**Excerpt to read**
-- start --

# Video



## blowgunner62 (Nov 23, 2008)

Hey, I finally managed to get the Air Powered Hunting video put up on my website. Just kinda' messin around, but thought some of you guys might like to take a look at it.

http://airpoweredhunting.web.officelive ... ideos.aspx


----------



## spentwings (Apr 25, 2007)

Pretty cool!


----------



## redroush00 (Dec 13, 2009)

Aww jeez! I almost tossed my cookins after reading this................




> [I re-cocked and re-pumped the gun. This is where I made a big mistake. I ran up to about three yards and should have reached out and wrung its neck it was so close, but I put one right through the head. I administered several follow up shots, but it still took it at least three minutes for it to die. I should have brought my more powerful springer, I should have used pellets instead of bbs that I knew were unreliable, and I should have snapped its neck instead of shooting it with unsuitable equipment. It was a mistake filled pest shoot that left me feeling sick instead of being enjoyable. Hopefully someone else can learn from this and not make some of the same mistakes as I have made.

-- end --

**Entries from a dataset**
-- start --

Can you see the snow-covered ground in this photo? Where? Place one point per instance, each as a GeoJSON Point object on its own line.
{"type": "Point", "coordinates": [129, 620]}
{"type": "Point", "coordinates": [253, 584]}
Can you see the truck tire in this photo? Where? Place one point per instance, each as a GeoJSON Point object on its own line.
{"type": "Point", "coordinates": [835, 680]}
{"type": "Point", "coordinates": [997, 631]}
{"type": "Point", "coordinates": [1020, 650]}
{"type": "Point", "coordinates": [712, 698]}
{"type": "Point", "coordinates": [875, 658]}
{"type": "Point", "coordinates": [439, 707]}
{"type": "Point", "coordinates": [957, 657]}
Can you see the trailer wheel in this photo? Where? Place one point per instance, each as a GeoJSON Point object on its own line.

-- end --

**Task brief**
Repeat the part of the forum thread about the hunting video that starts with "## blowgunner62 (Nov" and ends with "(Apr 25, 2007)", swapping "website" for "blog".

**Solution below**
## blowgunner62 (Nov 23, 2008)

Hey, I finally managed to get the Air Powered Hunting video put up on my blog. Just kinda' messin around, but thought some of you guys might like to take a look at it.

http://airpoweredhunting.web.officelive ... ideos.aspx


----------



## spentwings (Apr 25, 2007)